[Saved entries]
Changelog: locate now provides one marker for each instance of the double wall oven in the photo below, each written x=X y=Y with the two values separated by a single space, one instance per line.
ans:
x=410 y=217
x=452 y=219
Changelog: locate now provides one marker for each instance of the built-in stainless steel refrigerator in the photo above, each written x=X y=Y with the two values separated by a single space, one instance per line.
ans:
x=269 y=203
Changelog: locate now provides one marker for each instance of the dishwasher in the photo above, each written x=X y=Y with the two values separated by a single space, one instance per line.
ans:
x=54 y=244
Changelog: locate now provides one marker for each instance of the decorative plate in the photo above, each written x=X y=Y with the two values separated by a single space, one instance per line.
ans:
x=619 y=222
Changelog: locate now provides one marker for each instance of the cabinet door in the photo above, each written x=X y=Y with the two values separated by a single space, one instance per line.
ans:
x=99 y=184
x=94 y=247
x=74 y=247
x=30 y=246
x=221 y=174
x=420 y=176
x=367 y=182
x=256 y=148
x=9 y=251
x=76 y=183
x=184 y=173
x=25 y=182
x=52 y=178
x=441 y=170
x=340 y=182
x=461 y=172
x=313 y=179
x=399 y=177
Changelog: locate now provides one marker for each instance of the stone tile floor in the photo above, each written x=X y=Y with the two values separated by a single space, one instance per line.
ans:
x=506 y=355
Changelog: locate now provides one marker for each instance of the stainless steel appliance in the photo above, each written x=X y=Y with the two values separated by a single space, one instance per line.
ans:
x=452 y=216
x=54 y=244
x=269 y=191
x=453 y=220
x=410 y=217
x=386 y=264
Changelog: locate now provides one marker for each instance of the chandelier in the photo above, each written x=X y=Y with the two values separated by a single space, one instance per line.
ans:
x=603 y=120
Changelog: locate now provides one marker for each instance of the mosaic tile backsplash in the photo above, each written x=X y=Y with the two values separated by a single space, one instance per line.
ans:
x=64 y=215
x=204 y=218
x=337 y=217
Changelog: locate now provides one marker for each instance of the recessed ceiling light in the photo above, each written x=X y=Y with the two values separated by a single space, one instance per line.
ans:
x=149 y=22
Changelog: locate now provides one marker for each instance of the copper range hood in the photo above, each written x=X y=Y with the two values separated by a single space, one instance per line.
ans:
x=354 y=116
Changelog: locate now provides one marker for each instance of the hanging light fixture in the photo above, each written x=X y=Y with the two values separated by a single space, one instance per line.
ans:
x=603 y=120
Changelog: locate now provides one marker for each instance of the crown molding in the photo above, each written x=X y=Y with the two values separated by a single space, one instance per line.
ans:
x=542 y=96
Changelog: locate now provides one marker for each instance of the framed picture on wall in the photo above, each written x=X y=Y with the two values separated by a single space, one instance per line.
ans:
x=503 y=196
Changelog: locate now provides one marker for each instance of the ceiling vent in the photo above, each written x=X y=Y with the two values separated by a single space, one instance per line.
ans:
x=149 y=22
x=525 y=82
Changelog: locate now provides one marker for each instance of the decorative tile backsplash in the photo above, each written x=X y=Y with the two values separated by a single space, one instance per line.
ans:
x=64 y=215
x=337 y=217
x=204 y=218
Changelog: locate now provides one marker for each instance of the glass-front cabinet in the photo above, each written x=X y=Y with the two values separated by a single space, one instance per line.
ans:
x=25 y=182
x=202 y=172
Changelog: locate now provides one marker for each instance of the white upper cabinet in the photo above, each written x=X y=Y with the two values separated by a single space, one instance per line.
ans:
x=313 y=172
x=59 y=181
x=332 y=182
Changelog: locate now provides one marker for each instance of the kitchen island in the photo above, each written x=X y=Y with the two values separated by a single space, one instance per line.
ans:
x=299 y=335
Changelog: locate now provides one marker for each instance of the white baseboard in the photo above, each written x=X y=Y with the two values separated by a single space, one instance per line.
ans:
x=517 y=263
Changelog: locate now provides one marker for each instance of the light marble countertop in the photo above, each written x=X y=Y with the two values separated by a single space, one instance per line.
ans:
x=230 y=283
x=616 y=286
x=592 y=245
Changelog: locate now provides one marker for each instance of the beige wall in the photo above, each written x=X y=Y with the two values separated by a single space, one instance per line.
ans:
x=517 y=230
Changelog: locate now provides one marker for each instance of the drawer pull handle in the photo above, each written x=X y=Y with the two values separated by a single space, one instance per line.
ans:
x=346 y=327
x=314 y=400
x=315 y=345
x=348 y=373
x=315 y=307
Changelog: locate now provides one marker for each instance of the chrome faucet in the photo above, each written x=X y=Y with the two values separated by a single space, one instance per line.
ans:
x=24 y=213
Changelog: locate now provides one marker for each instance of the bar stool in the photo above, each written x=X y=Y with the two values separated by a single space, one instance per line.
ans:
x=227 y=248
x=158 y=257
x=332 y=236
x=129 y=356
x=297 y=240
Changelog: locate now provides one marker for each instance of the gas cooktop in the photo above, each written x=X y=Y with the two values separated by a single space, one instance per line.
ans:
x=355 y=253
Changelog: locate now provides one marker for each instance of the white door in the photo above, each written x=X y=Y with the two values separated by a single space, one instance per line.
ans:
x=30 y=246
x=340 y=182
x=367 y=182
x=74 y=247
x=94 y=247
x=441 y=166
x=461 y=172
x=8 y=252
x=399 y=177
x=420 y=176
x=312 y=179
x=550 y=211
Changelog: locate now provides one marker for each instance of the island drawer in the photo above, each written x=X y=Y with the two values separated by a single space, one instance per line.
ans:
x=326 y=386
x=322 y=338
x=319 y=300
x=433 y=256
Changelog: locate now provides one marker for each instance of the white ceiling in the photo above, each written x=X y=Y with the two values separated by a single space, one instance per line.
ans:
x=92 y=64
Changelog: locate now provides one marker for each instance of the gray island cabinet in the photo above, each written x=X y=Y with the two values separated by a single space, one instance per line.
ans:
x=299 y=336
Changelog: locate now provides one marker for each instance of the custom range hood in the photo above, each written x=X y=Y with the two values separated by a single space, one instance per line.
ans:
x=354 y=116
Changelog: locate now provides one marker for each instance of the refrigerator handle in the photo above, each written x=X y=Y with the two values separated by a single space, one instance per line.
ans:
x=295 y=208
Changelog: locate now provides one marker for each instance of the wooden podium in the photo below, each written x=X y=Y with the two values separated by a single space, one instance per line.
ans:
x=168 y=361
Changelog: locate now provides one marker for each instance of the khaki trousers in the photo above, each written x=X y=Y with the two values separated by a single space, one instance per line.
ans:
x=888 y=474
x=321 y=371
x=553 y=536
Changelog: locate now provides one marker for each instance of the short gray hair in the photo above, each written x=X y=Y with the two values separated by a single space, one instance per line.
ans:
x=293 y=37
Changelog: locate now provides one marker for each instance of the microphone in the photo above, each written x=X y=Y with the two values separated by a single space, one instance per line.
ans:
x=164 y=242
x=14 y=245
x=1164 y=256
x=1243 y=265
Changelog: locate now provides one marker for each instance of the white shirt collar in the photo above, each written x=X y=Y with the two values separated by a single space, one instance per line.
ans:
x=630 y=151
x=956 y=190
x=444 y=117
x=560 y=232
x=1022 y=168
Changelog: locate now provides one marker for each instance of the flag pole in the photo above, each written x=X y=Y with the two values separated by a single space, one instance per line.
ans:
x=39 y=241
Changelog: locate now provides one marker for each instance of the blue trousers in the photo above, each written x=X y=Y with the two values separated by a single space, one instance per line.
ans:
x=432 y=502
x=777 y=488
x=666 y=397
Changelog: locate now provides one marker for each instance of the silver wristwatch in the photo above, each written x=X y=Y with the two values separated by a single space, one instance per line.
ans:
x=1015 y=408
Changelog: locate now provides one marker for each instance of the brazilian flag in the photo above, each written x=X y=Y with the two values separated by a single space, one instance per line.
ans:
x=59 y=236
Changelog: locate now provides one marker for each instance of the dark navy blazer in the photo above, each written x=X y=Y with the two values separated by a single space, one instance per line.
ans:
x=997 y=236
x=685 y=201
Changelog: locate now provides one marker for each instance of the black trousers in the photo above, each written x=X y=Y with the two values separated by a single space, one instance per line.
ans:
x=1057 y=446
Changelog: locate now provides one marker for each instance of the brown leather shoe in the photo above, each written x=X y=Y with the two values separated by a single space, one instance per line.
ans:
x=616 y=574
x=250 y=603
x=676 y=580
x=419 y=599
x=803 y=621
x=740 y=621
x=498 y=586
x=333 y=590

--- Task prompt ---
Within the entries above, count the lines that include "handle". The answer is that number alone.

--- Answer to this task ---
2